--- START DATA FOR THIS TASK ---

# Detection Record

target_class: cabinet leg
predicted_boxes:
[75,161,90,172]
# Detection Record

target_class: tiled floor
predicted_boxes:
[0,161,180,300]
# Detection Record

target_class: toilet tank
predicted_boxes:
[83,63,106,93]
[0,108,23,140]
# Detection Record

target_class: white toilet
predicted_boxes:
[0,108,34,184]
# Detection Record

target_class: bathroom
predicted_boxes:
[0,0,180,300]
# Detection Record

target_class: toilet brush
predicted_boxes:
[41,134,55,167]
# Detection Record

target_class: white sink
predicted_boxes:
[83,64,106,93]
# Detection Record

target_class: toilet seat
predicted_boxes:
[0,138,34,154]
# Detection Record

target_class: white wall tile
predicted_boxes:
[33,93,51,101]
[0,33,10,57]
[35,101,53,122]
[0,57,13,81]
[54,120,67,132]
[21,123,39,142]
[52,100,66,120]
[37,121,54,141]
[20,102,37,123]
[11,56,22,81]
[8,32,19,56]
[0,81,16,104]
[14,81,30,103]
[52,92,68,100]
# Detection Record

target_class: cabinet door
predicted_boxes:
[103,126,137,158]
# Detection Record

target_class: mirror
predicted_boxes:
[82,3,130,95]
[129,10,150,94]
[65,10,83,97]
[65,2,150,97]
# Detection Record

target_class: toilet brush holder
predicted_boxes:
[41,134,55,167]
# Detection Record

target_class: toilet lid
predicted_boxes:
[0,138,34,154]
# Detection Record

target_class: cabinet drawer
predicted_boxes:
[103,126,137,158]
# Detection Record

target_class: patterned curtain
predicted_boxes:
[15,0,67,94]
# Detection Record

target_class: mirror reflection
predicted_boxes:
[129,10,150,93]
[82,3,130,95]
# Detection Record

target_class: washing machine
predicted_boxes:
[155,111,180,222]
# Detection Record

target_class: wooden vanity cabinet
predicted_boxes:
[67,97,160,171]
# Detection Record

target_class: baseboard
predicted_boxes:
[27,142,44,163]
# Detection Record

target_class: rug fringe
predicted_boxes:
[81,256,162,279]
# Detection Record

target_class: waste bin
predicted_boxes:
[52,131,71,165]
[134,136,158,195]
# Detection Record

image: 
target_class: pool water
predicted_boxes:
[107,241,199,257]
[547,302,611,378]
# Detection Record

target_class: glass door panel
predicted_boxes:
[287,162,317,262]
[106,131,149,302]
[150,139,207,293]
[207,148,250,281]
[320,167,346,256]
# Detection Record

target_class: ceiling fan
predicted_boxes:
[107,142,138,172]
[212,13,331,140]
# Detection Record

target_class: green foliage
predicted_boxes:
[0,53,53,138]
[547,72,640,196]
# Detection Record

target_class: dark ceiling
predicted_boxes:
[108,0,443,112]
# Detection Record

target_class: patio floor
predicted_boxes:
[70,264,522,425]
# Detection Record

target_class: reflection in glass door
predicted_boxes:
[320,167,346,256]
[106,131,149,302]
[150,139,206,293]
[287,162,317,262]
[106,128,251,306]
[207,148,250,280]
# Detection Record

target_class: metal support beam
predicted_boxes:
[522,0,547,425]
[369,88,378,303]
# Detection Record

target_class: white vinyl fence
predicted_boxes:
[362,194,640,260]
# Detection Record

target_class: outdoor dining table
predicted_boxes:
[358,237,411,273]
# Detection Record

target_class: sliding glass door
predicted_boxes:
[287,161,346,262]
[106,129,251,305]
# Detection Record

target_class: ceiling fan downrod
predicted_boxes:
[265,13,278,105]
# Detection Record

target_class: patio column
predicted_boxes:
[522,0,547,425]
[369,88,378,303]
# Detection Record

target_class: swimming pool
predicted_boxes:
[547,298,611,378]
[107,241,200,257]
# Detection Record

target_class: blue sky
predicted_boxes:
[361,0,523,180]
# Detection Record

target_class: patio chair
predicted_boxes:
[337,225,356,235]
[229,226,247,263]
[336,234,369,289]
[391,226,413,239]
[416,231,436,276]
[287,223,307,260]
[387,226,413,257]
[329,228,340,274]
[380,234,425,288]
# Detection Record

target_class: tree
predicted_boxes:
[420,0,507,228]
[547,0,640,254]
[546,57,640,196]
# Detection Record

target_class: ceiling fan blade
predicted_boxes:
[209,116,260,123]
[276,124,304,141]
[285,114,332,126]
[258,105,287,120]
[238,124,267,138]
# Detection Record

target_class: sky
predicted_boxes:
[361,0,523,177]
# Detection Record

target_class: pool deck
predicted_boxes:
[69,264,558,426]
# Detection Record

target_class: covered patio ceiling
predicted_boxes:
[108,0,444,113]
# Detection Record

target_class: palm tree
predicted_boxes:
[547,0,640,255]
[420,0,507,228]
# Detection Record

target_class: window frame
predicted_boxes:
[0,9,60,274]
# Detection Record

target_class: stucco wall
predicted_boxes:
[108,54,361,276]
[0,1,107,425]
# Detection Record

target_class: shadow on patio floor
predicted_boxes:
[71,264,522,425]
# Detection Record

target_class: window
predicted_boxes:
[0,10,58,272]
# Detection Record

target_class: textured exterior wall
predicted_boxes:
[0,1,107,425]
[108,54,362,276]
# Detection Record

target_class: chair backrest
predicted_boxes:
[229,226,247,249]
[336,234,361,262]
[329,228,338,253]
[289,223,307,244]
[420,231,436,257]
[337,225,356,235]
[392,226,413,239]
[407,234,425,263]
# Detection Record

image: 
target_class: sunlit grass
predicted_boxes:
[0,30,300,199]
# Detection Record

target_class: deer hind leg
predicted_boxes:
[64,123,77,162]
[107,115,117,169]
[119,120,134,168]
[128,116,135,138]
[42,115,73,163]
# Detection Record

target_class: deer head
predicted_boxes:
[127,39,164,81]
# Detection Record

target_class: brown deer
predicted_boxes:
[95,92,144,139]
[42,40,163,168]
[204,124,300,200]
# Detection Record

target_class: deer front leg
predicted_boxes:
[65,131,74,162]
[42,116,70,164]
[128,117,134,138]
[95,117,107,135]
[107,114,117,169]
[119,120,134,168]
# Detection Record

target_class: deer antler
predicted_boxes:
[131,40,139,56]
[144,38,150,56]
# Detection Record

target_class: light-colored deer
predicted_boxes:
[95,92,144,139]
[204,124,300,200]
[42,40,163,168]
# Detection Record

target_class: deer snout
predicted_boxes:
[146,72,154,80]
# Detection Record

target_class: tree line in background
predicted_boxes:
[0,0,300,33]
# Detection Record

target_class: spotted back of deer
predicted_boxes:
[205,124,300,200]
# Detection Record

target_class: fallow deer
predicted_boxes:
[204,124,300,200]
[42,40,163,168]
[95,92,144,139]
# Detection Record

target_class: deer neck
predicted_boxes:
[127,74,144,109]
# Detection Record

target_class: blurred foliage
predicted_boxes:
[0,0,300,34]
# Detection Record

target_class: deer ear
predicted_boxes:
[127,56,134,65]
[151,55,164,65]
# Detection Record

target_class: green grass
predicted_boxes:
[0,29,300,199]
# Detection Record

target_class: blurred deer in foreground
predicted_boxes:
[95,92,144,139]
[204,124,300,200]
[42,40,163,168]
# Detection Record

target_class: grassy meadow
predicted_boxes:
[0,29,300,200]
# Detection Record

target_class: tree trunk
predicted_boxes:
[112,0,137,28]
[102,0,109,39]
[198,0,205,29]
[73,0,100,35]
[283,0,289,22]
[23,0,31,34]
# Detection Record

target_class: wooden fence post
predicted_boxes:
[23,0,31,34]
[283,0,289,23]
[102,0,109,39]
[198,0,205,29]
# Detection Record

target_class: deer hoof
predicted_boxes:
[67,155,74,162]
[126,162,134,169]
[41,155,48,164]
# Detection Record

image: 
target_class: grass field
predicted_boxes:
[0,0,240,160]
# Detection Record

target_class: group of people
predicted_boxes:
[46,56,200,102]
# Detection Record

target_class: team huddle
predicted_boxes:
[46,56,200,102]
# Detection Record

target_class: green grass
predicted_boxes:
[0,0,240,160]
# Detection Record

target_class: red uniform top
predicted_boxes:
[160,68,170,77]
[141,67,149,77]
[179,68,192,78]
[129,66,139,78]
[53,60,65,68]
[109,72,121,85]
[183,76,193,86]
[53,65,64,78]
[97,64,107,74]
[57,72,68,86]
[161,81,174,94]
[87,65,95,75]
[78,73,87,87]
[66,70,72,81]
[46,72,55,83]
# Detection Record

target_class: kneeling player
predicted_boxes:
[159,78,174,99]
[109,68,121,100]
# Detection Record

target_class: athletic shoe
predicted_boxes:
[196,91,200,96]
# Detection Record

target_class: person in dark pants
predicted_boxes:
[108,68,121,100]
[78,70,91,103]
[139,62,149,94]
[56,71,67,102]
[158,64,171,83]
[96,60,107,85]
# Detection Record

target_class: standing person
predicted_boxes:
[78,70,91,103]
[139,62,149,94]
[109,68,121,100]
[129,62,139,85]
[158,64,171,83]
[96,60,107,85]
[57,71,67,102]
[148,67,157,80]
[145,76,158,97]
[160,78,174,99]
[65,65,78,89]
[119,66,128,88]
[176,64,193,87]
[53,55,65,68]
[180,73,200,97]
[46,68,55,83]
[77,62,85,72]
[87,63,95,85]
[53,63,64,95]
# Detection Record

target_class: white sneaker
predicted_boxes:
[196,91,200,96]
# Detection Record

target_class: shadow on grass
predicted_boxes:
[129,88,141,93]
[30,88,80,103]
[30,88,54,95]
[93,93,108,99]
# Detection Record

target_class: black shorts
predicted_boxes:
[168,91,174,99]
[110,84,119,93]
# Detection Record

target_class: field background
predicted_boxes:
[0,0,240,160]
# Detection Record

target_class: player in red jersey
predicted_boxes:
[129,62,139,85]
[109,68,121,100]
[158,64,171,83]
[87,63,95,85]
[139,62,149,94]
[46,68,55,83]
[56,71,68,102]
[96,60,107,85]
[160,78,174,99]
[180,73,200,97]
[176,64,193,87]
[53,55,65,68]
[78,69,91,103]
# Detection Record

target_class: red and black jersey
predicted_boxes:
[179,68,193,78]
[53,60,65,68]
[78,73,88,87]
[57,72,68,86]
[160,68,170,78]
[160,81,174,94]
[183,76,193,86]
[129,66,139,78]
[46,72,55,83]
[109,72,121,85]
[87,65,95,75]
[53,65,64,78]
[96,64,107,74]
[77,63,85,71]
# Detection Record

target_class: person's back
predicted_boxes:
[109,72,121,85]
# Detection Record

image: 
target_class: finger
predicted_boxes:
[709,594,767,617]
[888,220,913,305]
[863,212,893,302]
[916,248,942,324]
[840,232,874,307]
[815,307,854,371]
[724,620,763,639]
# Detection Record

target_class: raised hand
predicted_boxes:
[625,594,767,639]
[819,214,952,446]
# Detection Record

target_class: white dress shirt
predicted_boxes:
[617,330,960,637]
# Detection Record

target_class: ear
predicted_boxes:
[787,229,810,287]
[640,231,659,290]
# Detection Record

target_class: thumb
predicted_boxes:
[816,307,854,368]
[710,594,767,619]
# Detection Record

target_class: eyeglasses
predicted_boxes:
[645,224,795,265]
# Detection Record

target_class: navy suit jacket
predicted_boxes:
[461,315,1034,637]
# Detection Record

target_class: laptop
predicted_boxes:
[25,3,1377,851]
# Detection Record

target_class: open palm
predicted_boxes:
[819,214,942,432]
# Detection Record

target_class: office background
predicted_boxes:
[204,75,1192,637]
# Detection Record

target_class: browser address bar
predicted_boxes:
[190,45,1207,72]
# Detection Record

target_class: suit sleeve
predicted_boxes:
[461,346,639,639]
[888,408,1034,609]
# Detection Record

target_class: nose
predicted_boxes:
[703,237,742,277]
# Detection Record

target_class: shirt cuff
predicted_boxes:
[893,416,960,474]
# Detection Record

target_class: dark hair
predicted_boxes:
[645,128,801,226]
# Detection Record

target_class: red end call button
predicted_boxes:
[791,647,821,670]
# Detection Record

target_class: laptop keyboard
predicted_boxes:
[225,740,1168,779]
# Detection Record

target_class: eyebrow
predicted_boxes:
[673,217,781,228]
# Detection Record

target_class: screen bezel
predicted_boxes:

--- END DATA FOR THIS TASK ---

EXERCISE BRIEF:
How many lines of the data above contain the string "tree", with case taken into account? Give only the number.

EXPECTED OUTPUT:
4